Excerpts from point annotation data:
============
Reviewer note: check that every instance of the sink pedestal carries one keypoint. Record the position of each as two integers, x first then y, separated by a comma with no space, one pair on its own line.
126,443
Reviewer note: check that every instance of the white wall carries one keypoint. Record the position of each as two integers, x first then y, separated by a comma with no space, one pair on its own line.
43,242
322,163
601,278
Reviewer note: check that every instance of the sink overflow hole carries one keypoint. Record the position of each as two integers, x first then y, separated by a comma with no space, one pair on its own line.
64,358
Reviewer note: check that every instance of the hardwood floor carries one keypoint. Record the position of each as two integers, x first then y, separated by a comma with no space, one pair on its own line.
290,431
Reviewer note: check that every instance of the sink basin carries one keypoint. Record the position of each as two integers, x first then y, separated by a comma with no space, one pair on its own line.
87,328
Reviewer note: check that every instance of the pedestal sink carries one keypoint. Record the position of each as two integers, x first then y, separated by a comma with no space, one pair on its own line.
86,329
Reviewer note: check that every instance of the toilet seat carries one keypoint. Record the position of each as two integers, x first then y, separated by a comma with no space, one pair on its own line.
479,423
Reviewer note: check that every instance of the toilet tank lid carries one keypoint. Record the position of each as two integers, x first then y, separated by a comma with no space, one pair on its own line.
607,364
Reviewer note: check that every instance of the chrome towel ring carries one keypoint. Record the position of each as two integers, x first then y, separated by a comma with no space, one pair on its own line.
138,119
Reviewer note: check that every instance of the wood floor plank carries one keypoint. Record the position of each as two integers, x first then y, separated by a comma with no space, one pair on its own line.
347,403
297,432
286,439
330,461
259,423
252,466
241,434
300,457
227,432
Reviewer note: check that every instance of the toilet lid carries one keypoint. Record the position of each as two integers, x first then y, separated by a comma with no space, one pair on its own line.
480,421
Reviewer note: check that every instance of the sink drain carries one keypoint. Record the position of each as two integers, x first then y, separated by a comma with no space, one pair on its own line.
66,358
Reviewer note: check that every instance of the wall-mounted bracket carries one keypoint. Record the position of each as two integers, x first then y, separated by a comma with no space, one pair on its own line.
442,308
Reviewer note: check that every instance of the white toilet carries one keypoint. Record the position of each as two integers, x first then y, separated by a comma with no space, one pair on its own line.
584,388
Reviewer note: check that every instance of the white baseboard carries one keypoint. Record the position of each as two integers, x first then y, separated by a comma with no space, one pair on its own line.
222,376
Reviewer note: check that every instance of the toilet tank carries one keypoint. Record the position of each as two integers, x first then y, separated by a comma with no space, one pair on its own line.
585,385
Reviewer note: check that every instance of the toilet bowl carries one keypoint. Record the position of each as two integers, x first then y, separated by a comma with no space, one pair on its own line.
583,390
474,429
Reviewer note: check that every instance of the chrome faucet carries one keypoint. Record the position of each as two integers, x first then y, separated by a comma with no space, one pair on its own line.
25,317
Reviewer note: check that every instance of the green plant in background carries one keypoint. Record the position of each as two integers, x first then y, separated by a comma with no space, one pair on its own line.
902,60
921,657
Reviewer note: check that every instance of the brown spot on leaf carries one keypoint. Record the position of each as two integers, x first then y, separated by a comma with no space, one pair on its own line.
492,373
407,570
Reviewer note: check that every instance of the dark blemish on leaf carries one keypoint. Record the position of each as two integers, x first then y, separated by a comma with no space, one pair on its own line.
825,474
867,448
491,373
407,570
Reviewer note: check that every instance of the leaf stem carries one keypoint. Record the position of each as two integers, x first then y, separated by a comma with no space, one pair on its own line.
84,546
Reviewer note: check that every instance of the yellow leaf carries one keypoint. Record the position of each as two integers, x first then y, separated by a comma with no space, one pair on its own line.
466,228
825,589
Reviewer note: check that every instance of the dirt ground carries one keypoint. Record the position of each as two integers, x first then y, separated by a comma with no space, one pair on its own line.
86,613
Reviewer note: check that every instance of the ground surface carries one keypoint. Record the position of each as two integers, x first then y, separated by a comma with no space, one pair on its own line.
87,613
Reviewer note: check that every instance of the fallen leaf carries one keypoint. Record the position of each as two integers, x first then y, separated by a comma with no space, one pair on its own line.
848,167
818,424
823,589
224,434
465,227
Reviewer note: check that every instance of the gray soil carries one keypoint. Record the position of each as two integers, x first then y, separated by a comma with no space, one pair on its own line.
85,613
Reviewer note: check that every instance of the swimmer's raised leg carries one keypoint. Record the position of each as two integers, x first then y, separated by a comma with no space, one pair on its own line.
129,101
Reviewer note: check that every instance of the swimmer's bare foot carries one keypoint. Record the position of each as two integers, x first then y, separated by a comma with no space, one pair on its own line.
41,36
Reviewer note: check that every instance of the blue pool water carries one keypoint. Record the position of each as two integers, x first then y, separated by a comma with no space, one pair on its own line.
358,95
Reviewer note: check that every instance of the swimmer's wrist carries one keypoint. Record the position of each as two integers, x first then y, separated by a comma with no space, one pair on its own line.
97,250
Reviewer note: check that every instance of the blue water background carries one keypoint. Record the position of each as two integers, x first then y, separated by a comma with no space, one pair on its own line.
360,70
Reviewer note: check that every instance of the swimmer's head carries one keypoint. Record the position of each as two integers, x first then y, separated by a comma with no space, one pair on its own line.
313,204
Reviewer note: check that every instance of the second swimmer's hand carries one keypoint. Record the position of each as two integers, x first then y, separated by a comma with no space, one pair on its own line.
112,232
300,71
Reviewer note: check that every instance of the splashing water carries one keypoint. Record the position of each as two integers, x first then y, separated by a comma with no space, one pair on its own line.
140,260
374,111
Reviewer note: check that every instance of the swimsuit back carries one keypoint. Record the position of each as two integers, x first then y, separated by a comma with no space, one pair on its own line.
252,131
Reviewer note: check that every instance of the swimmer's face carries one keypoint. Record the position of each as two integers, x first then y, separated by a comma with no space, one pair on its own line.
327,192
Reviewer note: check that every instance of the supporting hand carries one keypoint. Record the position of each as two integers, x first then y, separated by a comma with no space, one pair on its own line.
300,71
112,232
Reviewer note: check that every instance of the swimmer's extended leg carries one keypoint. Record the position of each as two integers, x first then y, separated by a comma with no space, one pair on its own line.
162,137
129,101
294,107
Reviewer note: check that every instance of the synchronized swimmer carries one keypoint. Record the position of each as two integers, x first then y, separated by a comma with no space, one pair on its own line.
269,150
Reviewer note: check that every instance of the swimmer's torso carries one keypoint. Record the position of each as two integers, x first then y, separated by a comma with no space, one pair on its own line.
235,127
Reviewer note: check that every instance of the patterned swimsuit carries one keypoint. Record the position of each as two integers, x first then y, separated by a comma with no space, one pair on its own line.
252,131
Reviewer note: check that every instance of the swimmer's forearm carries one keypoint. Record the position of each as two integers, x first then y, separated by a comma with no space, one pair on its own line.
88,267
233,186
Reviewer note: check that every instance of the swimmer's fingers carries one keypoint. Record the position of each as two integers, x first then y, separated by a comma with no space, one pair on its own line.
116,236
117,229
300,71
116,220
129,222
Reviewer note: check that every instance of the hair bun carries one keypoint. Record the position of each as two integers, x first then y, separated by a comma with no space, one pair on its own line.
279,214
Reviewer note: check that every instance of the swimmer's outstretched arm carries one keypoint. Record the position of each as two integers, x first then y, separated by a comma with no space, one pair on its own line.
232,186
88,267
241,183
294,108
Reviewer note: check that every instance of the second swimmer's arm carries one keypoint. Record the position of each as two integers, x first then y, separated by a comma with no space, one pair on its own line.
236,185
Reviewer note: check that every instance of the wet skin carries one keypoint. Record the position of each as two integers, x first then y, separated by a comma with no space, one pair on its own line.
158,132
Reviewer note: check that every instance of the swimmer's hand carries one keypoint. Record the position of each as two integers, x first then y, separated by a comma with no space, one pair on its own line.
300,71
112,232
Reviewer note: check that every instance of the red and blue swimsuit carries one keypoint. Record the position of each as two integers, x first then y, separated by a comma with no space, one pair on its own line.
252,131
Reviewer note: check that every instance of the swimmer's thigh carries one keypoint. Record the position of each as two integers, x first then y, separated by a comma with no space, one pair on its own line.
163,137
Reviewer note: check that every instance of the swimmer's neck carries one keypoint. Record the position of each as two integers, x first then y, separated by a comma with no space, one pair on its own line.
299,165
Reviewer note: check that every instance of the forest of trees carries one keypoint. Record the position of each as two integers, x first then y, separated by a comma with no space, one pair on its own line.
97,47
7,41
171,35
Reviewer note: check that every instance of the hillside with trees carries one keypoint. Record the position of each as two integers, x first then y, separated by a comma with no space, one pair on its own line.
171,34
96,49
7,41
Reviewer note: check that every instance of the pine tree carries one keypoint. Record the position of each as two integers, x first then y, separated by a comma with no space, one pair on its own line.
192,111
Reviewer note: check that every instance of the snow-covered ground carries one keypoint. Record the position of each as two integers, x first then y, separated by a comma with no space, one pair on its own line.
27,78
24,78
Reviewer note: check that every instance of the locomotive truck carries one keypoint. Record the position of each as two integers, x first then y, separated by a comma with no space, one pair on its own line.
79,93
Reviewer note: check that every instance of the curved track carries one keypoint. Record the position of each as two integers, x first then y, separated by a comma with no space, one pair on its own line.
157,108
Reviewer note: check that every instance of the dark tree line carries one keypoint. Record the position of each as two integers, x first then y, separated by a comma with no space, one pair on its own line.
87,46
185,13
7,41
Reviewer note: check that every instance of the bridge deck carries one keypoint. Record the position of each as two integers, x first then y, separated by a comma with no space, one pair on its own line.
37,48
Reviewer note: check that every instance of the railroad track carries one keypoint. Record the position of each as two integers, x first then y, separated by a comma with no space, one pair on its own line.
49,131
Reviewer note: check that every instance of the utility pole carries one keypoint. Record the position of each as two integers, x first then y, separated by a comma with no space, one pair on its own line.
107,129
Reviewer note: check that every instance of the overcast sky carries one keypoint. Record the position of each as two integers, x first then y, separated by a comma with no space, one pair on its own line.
============
What you are asked to do
Rewrite the lines as a JSON list of strings, one string per line, with blank lines left out. Start at the line containing "Reviewer note: check that every instance of the utility" and continue through the end of the records.

Final result
[
  "Reviewer note: check that every instance of the utility pole carries one keypoint. Record the position of each as two integers, x first then y, separated by a comma with no space, one pair on its own line.",
  "107,129",
  "Reviewer note: check that every instance of the overcast sky carries one keypoint. Record the position of each as two integers, x first then y, separated by a comma with no space, one pair on its own line."
]